**AVAILABLE RECORDS:**
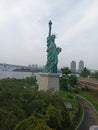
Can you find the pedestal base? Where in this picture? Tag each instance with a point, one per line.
(49, 81)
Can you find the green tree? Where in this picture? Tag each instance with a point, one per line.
(67, 80)
(94, 75)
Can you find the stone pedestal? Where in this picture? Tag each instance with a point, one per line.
(49, 81)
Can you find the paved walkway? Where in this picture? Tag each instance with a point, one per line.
(90, 116)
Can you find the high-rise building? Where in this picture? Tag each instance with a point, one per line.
(73, 66)
(81, 65)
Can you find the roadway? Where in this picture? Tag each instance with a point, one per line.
(90, 115)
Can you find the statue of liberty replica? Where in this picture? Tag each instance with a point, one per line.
(50, 79)
(52, 53)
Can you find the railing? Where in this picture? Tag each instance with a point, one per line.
(88, 82)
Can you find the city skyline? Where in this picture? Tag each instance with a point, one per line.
(24, 30)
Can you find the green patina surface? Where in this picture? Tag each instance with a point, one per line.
(52, 53)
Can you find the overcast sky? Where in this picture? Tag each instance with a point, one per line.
(24, 30)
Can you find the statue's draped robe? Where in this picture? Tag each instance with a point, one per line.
(52, 55)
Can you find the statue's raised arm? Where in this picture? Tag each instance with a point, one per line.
(52, 52)
(50, 27)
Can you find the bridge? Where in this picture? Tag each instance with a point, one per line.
(89, 82)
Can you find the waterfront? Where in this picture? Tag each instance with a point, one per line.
(12, 74)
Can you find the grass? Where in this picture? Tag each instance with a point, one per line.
(92, 96)
(69, 97)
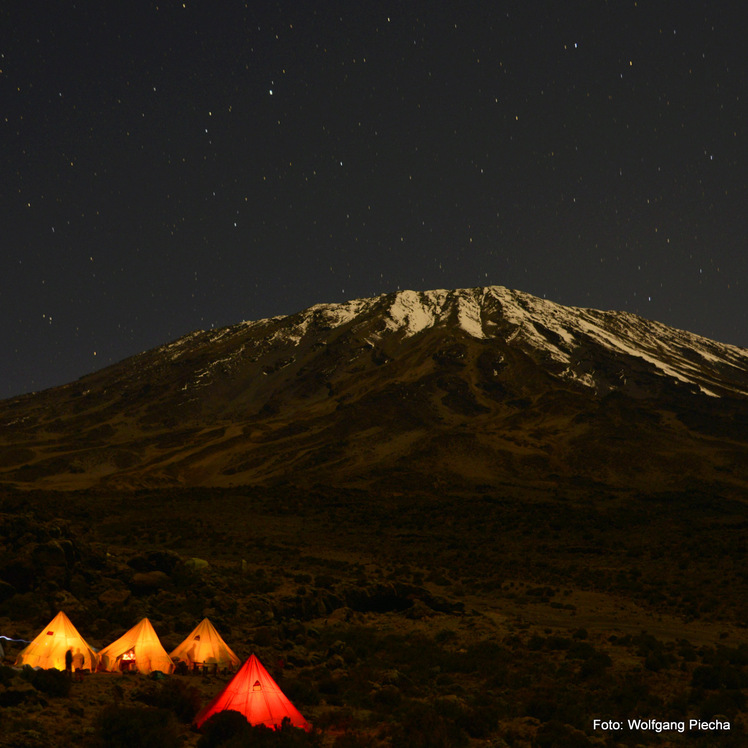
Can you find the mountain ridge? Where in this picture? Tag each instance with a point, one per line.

**ABOUT THIS TASK:** Only the pictures are to be left out; write out all the other data exactly.

**ANSWER TO THIS PROBLEM:**
Can you find the pedestal base? Where in this picture? Tag each instance with a point, one per line.
(49, 81)
Can you find the green tree? Where in this picture? Tag each instance with a point, one per line.
(67, 80)
(94, 75)
Can you find the stone pedestal? Where in this picture? Tag each instance with a point, one per line.
(49, 81)
Can you find the paved walkway? Where in this picture? Tag each instance with a point, one per line.
(90, 116)
Can you find the high-rise building? Where in this picture? Tag each instance with a point, one per line.
(73, 66)
(81, 65)
Can you find the roadway? Where in this picture? Tag each instance with a point, one per line.
(90, 115)
Can you find the statue of liberty replica? Where in this picture? Tag each instance with a point, one per line.
(50, 79)
(52, 53)
Can you find the railing? Where in this picture? Tag each instance with a point, one per line.
(88, 82)
Can you find the city skyline? Where in this picture? Tag each instance with a point, one per line.
(24, 30)
Can you find the green patina surface? Where in this picture? Tag each instance with a point, one per line.
(52, 53)
Can you find the overcast sky? Where in this picture? Tag each instance with a point, one per line.
(24, 30)
Can you find the statue's draped robe? Where in this picture? Tag each instance with a point, one per line.
(52, 55)
Can you find the statue's raised arm? Where in this picture? Tag each instance with a point, one per line.
(52, 52)
(50, 27)
Can you find the bridge? Where in this picture? Tag each instance with a point, one per line.
(89, 82)
Can you find the waterfront? Where in this picture? Tag each instance with a point, one per line.
(12, 74)
Can you find the grass? Where in this picture? Tag each instance with a point, one per line.
(92, 96)
(69, 97)
Can you find the mountain ridge? Where in this picture? Tag each instance with a point, one per line.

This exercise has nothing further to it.